= Set task =
Rewrite the lines from the one with "Query: exposed bedrock" to the one with "408], [358, 420]]", both included, requests and all. Scale every polygon coordinate in the answers by 1.85 and round to whole numbers, halves up, but leave the numbers in the requests and their format samples as they are; return only these lines.

= Stored records =
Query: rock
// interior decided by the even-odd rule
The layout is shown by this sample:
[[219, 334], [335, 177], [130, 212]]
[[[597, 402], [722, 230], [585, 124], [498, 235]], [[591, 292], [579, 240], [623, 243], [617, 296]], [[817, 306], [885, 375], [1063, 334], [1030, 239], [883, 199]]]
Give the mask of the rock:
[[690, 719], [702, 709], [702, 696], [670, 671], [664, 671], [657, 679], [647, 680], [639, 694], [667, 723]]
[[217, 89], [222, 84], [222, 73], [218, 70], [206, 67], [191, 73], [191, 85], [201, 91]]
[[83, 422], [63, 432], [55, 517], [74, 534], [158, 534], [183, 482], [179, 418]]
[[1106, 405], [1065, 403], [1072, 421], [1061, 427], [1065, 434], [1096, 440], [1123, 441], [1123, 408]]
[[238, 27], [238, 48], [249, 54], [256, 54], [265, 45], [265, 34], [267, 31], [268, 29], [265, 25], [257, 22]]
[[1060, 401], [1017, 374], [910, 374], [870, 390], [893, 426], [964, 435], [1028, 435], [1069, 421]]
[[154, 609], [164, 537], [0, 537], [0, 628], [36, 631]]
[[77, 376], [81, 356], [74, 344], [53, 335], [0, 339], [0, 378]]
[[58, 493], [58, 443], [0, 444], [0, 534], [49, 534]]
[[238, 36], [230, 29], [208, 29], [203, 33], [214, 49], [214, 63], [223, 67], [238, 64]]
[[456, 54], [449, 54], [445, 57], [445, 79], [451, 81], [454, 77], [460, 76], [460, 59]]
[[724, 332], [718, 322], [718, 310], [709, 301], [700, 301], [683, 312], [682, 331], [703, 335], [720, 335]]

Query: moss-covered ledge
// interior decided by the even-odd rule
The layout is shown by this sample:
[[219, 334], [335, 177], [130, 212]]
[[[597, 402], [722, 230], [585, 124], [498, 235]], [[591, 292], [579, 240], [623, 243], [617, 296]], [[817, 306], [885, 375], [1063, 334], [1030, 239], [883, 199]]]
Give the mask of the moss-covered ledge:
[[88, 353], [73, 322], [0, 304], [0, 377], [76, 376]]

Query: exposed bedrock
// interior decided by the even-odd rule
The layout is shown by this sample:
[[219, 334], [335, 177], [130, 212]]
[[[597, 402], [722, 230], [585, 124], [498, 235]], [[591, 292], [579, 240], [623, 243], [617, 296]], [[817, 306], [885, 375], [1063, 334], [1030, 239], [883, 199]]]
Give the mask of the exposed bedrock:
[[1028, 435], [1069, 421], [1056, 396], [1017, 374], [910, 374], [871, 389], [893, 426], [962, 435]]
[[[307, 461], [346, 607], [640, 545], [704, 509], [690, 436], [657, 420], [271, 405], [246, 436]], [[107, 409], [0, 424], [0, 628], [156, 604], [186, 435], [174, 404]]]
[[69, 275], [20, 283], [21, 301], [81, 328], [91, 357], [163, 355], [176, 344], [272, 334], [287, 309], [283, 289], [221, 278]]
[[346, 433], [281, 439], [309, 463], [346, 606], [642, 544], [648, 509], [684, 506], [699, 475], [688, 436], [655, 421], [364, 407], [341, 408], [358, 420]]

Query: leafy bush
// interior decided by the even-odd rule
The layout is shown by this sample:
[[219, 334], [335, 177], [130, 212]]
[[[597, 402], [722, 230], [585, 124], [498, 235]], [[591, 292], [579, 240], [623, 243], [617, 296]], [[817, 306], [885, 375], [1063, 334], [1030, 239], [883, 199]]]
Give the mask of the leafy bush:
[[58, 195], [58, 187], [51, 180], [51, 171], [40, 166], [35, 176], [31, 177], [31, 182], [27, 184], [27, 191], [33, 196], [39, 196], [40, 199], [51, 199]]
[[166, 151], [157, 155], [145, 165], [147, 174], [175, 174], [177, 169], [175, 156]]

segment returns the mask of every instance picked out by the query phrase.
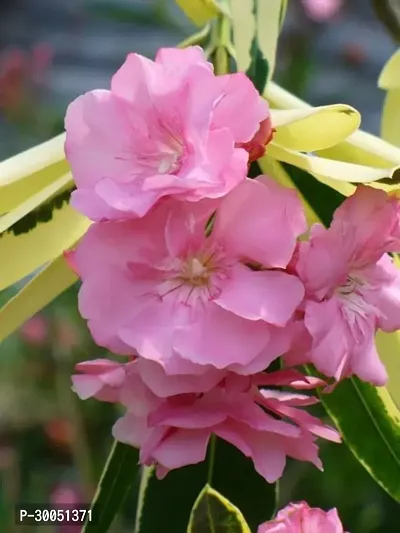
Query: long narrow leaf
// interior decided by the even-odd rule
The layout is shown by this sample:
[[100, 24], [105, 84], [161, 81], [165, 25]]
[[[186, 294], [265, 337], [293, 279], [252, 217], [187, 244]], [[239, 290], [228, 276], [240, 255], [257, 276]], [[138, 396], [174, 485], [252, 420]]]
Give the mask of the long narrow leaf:
[[135, 484], [139, 486], [138, 459], [138, 450], [114, 443], [92, 502], [91, 519], [86, 521], [82, 533], [109, 530], [129, 491]]
[[[283, 166], [321, 221], [328, 225], [344, 197], [321, 183], [316, 186], [306, 172]], [[388, 390], [351, 378], [320, 398], [355, 457], [400, 502], [400, 411]]]
[[[252, 531], [271, 518], [276, 503], [275, 485], [259, 476], [251, 460], [230, 444], [217, 439], [214, 451], [210, 448], [205, 462], [172, 471], [161, 481], [156, 479], [154, 470], [147, 473], [135, 533], [158, 533], [166, 524], [169, 531], [186, 531], [191, 509], [207, 482], [240, 509]], [[245, 487], [251, 490], [244, 490]]]

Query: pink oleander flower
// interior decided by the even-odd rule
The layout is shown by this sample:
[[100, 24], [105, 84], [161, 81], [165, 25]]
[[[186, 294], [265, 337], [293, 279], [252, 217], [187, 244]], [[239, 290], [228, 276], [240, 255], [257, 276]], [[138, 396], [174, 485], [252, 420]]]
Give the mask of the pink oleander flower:
[[290, 346], [303, 300], [284, 271], [306, 222], [295, 191], [260, 177], [218, 204], [166, 200], [141, 219], [93, 224], [69, 256], [97, 344], [168, 374], [264, 370]]
[[329, 229], [315, 225], [299, 246], [309, 358], [326, 376], [356, 374], [375, 385], [387, 380], [375, 333], [400, 328], [400, 271], [386, 253], [400, 251], [399, 214], [397, 198], [360, 186]]
[[306, 502], [290, 503], [274, 520], [261, 524], [258, 533], [345, 533], [336, 509], [328, 512]]
[[[336, 431], [301, 409], [316, 403], [316, 398], [271, 388], [312, 389], [324, 384], [293, 370], [253, 376], [219, 371], [212, 383], [204, 376], [198, 381], [196, 376], [168, 376], [158, 363], [140, 357], [125, 365], [109, 364], [125, 372], [125, 380], [114, 392], [127, 412], [114, 425], [113, 436], [140, 448], [140, 462], [156, 464], [159, 478], [175, 468], [204, 461], [212, 435], [251, 457], [257, 472], [270, 483], [281, 477], [287, 456], [322, 469], [317, 436], [340, 442]], [[107, 364], [103, 365], [109, 373]], [[97, 388], [77, 379], [88, 368], [92, 379], [94, 367]], [[75, 392], [81, 398], [94, 393], [101, 399], [109, 379], [104, 378], [100, 366], [85, 363], [77, 370]]]
[[240, 147], [269, 116], [243, 73], [215, 76], [200, 47], [129, 54], [111, 90], [70, 104], [72, 205], [95, 221], [145, 215], [162, 197], [219, 198], [247, 175]]
[[315, 22], [326, 22], [343, 7], [343, 0], [301, 0], [307, 15]]

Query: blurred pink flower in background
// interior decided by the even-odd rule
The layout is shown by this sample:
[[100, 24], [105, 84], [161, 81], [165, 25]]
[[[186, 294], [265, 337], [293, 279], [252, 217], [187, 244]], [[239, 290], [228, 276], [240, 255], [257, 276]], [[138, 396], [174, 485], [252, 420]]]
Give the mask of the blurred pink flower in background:
[[78, 328], [70, 320], [60, 320], [56, 324], [57, 343], [63, 348], [72, 350], [81, 343], [81, 335]]
[[48, 327], [42, 315], [35, 315], [21, 327], [21, 337], [32, 346], [43, 346], [47, 340]]
[[94, 224], [72, 260], [80, 312], [100, 346], [137, 350], [168, 374], [188, 363], [260, 371], [289, 349], [304, 296], [284, 272], [306, 229], [299, 198], [265, 176], [246, 180], [222, 200], [209, 237], [215, 204], [189, 206], [165, 200], [141, 219]]
[[315, 22], [326, 22], [343, 7], [344, 0], [302, 0], [307, 15]]
[[274, 520], [261, 524], [258, 533], [345, 533], [336, 509], [328, 512], [306, 502], [290, 503]]
[[19, 48], [0, 55], [0, 110], [15, 113], [26, 100], [34, 97], [37, 87], [46, 82], [53, 51], [40, 43], [26, 52]]
[[111, 91], [68, 107], [71, 203], [101, 221], [142, 217], [165, 196], [220, 198], [245, 179], [242, 143], [268, 116], [245, 74], [215, 76], [200, 47], [162, 48], [155, 61], [129, 54]]

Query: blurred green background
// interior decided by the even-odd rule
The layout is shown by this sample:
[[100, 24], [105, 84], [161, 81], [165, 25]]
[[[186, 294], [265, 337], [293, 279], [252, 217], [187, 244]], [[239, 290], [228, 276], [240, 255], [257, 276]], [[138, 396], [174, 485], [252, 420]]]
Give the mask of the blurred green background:
[[[328, 19], [300, 0], [289, 4], [277, 80], [315, 105], [354, 105], [363, 127], [377, 133], [383, 95], [376, 79], [395, 47], [368, 1], [344, 1]], [[106, 88], [127, 52], [153, 56], [192, 29], [173, 0], [0, 0], [0, 159], [62, 132], [68, 102]], [[0, 293], [0, 303], [15, 290]], [[76, 362], [107, 355], [91, 341], [76, 302], [77, 287], [0, 345], [0, 533], [23, 531], [14, 525], [15, 503], [89, 502], [111, 445], [115, 406], [81, 402], [70, 390]], [[351, 533], [399, 533], [399, 506], [346, 447], [323, 444], [321, 454], [324, 473], [289, 464], [282, 506], [307, 500], [337, 507]], [[133, 530], [133, 513], [128, 498], [114, 533]]]

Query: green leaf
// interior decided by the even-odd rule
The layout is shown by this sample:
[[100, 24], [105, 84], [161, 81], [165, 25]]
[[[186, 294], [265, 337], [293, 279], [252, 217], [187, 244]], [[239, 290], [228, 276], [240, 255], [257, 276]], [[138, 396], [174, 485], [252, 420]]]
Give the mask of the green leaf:
[[320, 398], [355, 457], [400, 503], [400, 413], [387, 389], [351, 378]]
[[92, 519], [82, 533], [106, 533], [125, 498], [139, 484], [139, 452], [135, 448], [115, 442], [104, 467], [93, 499]]
[[400, 0], [372, 0], [378, 19], [390, 35], [400, 43]]
[[281, 163], [296, 188], [325, 226], [329, 226], [335, 209], [345, 197], [328, 185], [317, 181], [311, 174], [298, 167]]
[[[35, 229], [39, 224], [50, 222], [53, 219], [54, 212], [60, 210], [69, 202], [73, 190], [74, 187], [69, 187], [65, 191], [53, 196], [53, 198], [43, 202], [15, 222], [15, 224], [7, 228], [6, 231], [0, 233], [0, 238], [6, 233], [11, 233], [16, 236], [23, 235], [24, 233], [29, 233], [31, 230]], [[6, 216], [7, 215], [3, 218]]]
[[275, 70], [285, 0], [230, 0], [230, 6], [238, 70], [249, 73], [257, 88], [264, 85], [264, 90]]
[[251, 533], [242, 513], [206, 485], [196, 500], [187, 533]]
[[[321, 221], [329, 225], [344, 197], [303, 170], [283, 167]], [[400, 503], [400, 411], [388, 390], [351, 378], [330, 394], [320, 393], [320, 399], [358, 461]]]
[[173, 470], [162, 480], [154, 469], [145, 470], [135, 533], [158, 533], [166, 524], [168, 531], [186, 531], [193, 505], [207, 483], [241, 510], [251, 530], [274, 513], [275, 485], [259, 476], [252, 461], [236, 448], [216, 439], [203, 463]]

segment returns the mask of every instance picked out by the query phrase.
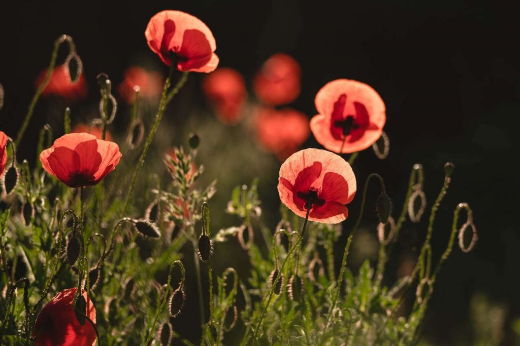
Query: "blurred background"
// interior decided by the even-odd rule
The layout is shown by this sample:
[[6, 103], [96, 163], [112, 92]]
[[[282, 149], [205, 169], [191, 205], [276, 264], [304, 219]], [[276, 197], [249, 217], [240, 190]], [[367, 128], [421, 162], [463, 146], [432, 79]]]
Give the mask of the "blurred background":
[[[514, 9], [497, 2], [457, 1], [6, 3], [0, 4], [0, 83], [5, 90], [0, 130], [16, 136], [34, 93], [35, 80], [48, 65], [53, 43], [59, 35], [74, 38], [88, 86], [81, 102], [42, 99], [18, 149], [19, 160], [27, 158], [30, 162], [36, 159], [37, 136], [45, 123], [53, 126], [56, 136], [62, 133], [60, 124], [65, 106], [71, 107], [73, 124], [99, 116], [98, 73], [108, 74], [114, 89], [133, 65], [165, 75], [166, 67], [149, 50], [144, 35], [149, 19], [163, 9], [188, 12], [211, 28], [219, 67], [242, 74], [251, 104], [256, 102], [251, 87], [255, 75], [278, 52], [292, 56], [301, 66], [301, 92], [288, 106], [309, 119], [316, 114], [315, 95], [327, 82], [347, 78], [371, 86], [386, 105], [385, 131], [390, 151], [385, 160], [378, 159], [371, 149], [360, 155], [354, 165], [358, 190], [368, 174], [380, 174], [399, 212], [410, 170], [419, 162], [424, 169], [431, 206], [442, 185], [443, 165], [451, 161], [455, 173], [435, 224], [435, 258], [446, 246], [457, 203], [466, 202], [472, 206], [478, 231], [475, 249], [467, 254], [456, 250], [444, 267], [428, 308], [424, 340], [433, 344], [473, 344], [482, 340], [479, 333], [494, 328], [490, 333], [495, 336], [485, 337], [503, 344], [513, 342], [520, 329], [516, 320], [520, 316], [519, 191], [513, 159], [520, 114], [520, 53]], [[60, 62], [66, 50], [61, 54]], [[276, 224], [279, 218], [276, 188], [279, 161], [257, 148], [248, 132], [251, 124], [243, 126], [248, 122], [249, 108], [244, 111], [242, 125], [228, 126], [216, 120], [201, 92], [204, 77], [190, 75], [168, 107], [157, 135], [157, 150], [151, 151], [149, 158], [160, 161], [164, 150], [185, 145], [188, 133], [199, 133], [198, 161], [206, 168], [201, 185], [217, 179], [218, 192], [210, 204], [213, 229], [232, 225], [232, 218], [224, 212], [231, 189], [256, 176], [261, 178], [264, 216], [268, 225]], [[129, 107], [115, 90], [113, 93], [120, 107], [110, 130], [118, 140], [123, 137]], [[149, 107], [153, 113], [157, 105], [151, 103]], [[149, 123], [145, 122], [147, 130]], [[311, 134], [302, 147], [322, 147]], [[166, 179], [164, 167], [157, 167]], [[359, 203], [349, 206], [350, 215], [357, 214]], [[372, 258], [377, 251], [376, 243], [370, 245], [376, 241], [376, 216], [370, 207], [366, 215], [365, 230], [359, 237], [366, 243], [358, 244], [358, 254], [354, 254], [361, 259]], [[344, 223], [338, 253], [353, 224], [352, 218]], [[407, 256], [414, 258], [425, 226], [424, 222], [405, 226], [399, 241], [402, 246], [392, 255], [395, 260], [386, 273], [388, 283], [398, 276]], [[222, 245], [219, 251], [219, 246], [215, 249], [219, 263], [215, 261], [215, 265], [221, 270], [238, 266], [246, 275], [247, 265], [241, 264], [246, 256], [226, 251], [228, 245]], [[229, 253], [232, 257], [227, 257]], [[355, 271], [361, 261], [353, 261]], [[194, 298], [188, 303], [188, 308], [197, 304]], [[177, 327], [185, 337], [196, 340], [197, 309], [186, 311]]]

= Answer below =
Query: exposed bedrock
// interior decided by the even-odd rule
The layout is shown by this sample:
[[219, 334], [335, 177], [130, 212]]
[[[597, 402], [722, 230], [585, 124], [498, 235]], [[591, 292], [579, 240], [623, 243], [617, 296]], [[817, 306], [885, 375], [1063, 334], [1030, 239], [883, 199]]]
Give the mask of the exposed bedrock:
[[1902, 805], [1978, 779], [1954, 733], [1881, 692], [1684, 692], [1611, 720], [1652, 788], [1780, 805]]
[[[568, 853], [640, 1123], [1184, 1008], [1302, 942], [1277, 807], [1215, 777], [501, 749], [455, 807]], [[198, 757], [0, 784], [0, 1162], [289, 1117], [344, 805], [322, 747]]]
[[128, 509], [37, 524], [39, 557], [150, 607], [168, 660], [302, 657], [326, 636], [503, 618], [531, 572], [524, 535], [409, 514]]
[[640, 801], [520, 812], [572, 857], [640, 1121], [1188, 1006], [1199, 942], [1265, 936], [1293, 879], [1273, 807], [1212, 779], [673, 753], [631, 755], [662, 777]]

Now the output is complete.